**给定题目**
将以下全部记录逐字重抄一遍，不作任何改动。

**所给材料**
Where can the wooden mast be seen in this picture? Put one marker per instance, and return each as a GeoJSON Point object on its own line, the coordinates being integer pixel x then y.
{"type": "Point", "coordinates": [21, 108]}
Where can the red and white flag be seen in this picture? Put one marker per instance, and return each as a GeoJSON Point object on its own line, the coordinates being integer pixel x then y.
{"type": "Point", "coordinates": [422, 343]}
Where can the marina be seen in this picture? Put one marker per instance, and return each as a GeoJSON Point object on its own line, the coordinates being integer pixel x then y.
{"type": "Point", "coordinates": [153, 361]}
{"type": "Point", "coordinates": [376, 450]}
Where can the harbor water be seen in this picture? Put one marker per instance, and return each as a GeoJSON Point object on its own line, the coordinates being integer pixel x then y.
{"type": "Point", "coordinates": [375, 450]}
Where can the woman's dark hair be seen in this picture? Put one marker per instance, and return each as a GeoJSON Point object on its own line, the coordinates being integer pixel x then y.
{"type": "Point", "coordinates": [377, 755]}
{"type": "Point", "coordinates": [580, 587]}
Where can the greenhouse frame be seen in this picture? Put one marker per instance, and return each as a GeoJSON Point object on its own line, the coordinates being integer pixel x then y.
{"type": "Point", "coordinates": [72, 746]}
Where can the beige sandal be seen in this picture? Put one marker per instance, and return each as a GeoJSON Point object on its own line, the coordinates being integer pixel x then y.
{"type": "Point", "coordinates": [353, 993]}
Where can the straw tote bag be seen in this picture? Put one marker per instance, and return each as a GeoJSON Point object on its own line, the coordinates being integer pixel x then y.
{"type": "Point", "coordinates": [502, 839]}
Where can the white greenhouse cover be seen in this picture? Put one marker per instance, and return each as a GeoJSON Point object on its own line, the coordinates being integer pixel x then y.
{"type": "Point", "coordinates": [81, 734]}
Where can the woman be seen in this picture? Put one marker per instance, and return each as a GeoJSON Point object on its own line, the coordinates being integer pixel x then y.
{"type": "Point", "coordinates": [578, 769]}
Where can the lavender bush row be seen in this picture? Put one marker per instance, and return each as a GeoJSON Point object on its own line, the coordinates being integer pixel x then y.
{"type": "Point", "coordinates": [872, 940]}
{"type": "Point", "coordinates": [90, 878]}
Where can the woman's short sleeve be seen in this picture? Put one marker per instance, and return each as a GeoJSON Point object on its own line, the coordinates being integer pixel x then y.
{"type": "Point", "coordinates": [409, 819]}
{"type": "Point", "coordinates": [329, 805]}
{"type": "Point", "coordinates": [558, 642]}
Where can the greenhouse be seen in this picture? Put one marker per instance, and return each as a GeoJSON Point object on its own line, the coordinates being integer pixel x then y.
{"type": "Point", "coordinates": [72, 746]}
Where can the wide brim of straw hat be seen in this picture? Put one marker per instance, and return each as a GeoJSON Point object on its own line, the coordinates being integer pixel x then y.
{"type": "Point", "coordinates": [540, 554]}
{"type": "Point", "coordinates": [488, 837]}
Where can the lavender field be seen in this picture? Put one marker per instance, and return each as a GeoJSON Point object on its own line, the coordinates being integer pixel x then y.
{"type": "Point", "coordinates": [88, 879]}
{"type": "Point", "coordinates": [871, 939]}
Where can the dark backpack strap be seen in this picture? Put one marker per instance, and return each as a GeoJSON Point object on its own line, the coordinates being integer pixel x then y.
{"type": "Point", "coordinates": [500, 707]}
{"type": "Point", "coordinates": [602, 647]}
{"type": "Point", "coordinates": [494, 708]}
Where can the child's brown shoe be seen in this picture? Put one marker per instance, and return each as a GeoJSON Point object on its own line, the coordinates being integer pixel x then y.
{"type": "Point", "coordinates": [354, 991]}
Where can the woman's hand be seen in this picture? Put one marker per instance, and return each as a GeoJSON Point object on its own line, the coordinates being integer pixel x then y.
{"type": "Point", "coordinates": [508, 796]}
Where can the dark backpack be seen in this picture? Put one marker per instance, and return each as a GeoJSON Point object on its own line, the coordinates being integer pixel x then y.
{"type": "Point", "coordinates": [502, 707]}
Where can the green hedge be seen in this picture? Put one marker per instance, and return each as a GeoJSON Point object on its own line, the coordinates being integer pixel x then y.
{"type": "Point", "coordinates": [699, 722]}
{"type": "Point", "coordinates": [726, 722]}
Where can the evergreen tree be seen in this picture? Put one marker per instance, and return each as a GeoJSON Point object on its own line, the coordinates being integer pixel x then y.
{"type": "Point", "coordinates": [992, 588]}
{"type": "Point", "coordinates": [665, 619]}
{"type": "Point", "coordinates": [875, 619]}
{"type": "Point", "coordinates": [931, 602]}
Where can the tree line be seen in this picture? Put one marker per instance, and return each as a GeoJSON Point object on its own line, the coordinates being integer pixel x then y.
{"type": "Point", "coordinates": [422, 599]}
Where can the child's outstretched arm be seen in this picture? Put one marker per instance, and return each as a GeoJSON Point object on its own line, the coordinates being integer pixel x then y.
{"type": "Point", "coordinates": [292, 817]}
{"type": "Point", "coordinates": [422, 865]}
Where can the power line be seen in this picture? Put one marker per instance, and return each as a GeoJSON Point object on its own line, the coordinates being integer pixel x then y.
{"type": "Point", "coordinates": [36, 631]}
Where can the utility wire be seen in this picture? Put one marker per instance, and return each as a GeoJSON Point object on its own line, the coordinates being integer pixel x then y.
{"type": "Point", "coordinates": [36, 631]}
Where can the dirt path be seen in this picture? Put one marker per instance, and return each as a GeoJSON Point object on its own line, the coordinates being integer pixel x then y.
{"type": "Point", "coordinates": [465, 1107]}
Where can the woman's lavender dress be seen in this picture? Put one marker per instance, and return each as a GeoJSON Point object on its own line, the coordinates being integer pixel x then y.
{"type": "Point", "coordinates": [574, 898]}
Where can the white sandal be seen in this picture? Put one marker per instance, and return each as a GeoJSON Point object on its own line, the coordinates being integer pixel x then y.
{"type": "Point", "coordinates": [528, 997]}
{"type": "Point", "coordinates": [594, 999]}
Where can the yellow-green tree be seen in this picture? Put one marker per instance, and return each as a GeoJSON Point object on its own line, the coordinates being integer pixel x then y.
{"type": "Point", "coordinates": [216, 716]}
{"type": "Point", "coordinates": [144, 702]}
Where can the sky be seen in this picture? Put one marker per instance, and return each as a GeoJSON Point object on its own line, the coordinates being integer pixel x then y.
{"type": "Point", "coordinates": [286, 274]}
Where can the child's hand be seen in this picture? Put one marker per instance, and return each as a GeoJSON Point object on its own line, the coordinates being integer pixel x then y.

**本题解答**
Where can the wooden mast be seen in this picture? Put one marker per instance, and return each as a GeoJSON Point object on its own line, the coordinates being integer pixel x then y.
{"type": "Point", "coordinates": [21, 108]}
Where can the red and white flag be seen in this picture? Put one marker per instance, and return each as a GeoJSON Point object on its own line, the coordinates being integer pixel x then y.
{"type": "Point", "coordinates": [422, 343]}
Where can the marina be seen in this picture? Put one marker per instance, and return each as a GeoJSON Point object on its own line, the coordinates being integer pixel x then y.
{"type": "Point", "coordinates": [153, 361]}
{"type": "Point", "coordinates": [376, 450]}
Where can the harbor water be seen in this picture? Put one marker per instance, and return each as a GeoJSON Point object on its own line, the coordinates being integer pixel x then y.
{"type": "Point", "coordinates": [375, 450]}
Where can the woman's dark hair be seen in this picture? Put one marker per instance, and return each as a GeoJSON Point object on its own line, the coordinates being integer pixel x then y.
{"type": "Point", "coordinates": [377, 755]}
{"type": "Point", "coordinates": [580, 587]}
Where can the greenhouse frame be seen in this picture? Put one marker per instance, and return each as a GeoJSON Point object on its own line, the coordinates being integer pixel x then y.
{"type": "Point", "coordinates": [72, 746]}
Where can the beige sandal be seen in this picture? Put one marker per instance, and return each as a GeoJSON Point object on its own line, the coordinates being integer pixel x then y.
{"type": "Point", "coordinates": [353, 993]}
Where can the straw tote bag be seen in this picture? Put one marker per instance, and return each as a GeoJSON Point object on its own line, the coordinates being integer pixel x then y.
{"type": "Point", "coordinates": [502, 839]}
Where can the white greenhouse cover be seen in this picture? Put one marker per instance, and return each as a GeoJSON Point object on its own line, the coordinates being integer pixel x then y.
{"type": "Point", "coordinates": [81, 734]}
Where can the woman be seen in this picture? Put one marker per instance, and return each as a GeoJSON Point object on its own line, the coordinates being integer pixel x then y.
{"type": "Point", "coordinates": [578, 769]}
Where can the lavender bush row be seen in this picture? Put one marker per instance, and return each as a GeoJSON Point object on its own line, the coordinates being integer pixel x then y.
{"type": "Point", "coordinates": [872, 940]}
{"type": "Point", "coordinates": [90, 878]}
Where can the woman's short sleeve be seen in this picture? Put one marker per instance, and return each as a GeoJSON Point object on its own line, the coordinates being integer pixel x then y.
{"type": "Point", "coordinates": [409, 819]}
{"type": "Point", "coordinates": [329, 805]}
{"type": "Point", "coordinates": [558, 642]}
Where can the greenhouse be seen in this picture? Put one marker per instance, and return each as a GeoJSON Point object on its own line, the coordinates being integer pixel x then y.
{"type": "Point", "coordinates": [72, 746]}
Where can the wide brim of straw hat be seen in this picture? Put one marker per instance, and return each as a GeoJSON Point object on its own line, the coordinates being integer pixel x then y.
{"type": "Point", "coordinates": [540, 554]}
{"type": "Point", "coordinates": [488, 837]}
Where can the lavender field be seen in this picture? Put one marker per instance, and return each as a GeoJSON Point object on its own line, the coordinates being integer pixel x then y.
{"type": "Point", "coordinates": [88, 879]}
{"type": "Point", "coordinates": [871, 939]}
Where can the dark backpack strap be seen in this picture? Put one marker per instance, and return each as a GeoJSON Point object on its own line, the coordinates being integer pixel x then y.
{"type": "Point", "coordinates": [500, 707]}
{"type": "Point", "coordinates": [602, 647]}
{"type": "Point", "coordinates": [494, 708]}
Where can the child's brown shoe be seen in this picture? Put one marker per instance, and return each as a GeoJSON Point object on its own line, the coordinates being integer pixel x then y.
{"type": "Point", "coordinates": [354, 991]}
Where can the woman's hand be seen in this picture? Put one marker per instance, and return each as a GeoJSON Point object on its own line, the coordinates being integer pixel x then y.
{"type": "Point", "coordinates": [508, 796]}
Where can the dark backpack be seen in this picture? Put one marker per instance, and return each as a GeoJSON Point object on its own line, the coordinates being integer pixel x then y.
{"type": "Point", "coordinates": [502, 707]}
Where can the green hedge be seen in this picture? Put one marker per instance, and return each as a GeoJSON Point object on its own line, the coordinates being integer pixel x then y.
{"type": "Point", "coordinates": [699, 722]}
{"type": "Point", "coordinates": [726, 722]}
Where can the evergreen tree be seen in this picture? Put one marker per instance, and return each as a GeoJSON Point object on its own line, the coordinates being integer pixel x then y.
{"type": "Point", "coordinates": [992, 588]}
{"type": "Point", "coordinates": [665, 619]}
{"type": "Point", "coordinates": [875, 619]}
{"type": "Point", "coordinates": [931, 602]}
Where can the tree line be seen in this picture? Put one marker per instance, and return each as a GeoJSON Point object on its own line, the coordinates being integer pixel x then y.
{"type": "Point", "coordinates": [422, 599]}
Where can the child's outstretched arm be seen in this picture? Put one marker per instance, and return each as a GeoJSON Point object on its own line, the coordinates being integer pixel x then y.
{"type": "Point", "coordinates": [292, 817]}
{"type": "Point", "coordinates": [422, 865]}
Where can the power line be seen in this picture? Put one marker per instance, and return each as a GeoJSON Point object on its own line, the coordinates being integer pixel x then y.
{"type": "Point", "coordinates": [36, 631]}
Where can the utility wire be seen in this picture? Put one marker per instance, and return each as a GeoJSON Point object on its own line, the coordinates being integer pixel x then y.
{"type": "Point", "coordinates": [36, 631]}
Where can the dirt path be seen in this picture? Put one marker per instance, and return each as a GeoJSON Point object on its own line, the coordinates being integer pixel x then y.
{"type": "Point", "coordinates": [465, 1107]}
Where can the woman's lavender dress be seen in this picture? Put one marker per instance, and return each as a GeoJSON Point object on its own line, the coordinates being integer pixel x then y.
{"type": "Point", "coordinates": [574, 898]}
Where can the white sandal be seen in this picture? Put one marker per instance, and return each as a GeoJSON Point object on its own line, the coordinates being integer pixel x then y.
{"type": "Point", "coordinates": [528, 997]}
{"type": "Point", "coordinates": [594, 999]}
Where can the yellow-green tree be seen in this picture? Put one marker per instance, and return each as a GeoJSON Point object on its own line, the coordinates being integer pixel x then y.
{"type": "Point", "coordinates": [216, 716]}
{"type": "Point", "coordinates": [144, 702]}
Where can the sky be seen in this picture? Put one marker per instance, and return each as a GeoJSON Point object on its own line, the coordinates being integer pixel x then y.
{"type": "Point", "coordinates": [286, 274]}
Where can the child's hand be seen in this picture? Put one marker per instance, and return each as a GeoJSON Point object on its own line, the coordinates being integer pixel x then y.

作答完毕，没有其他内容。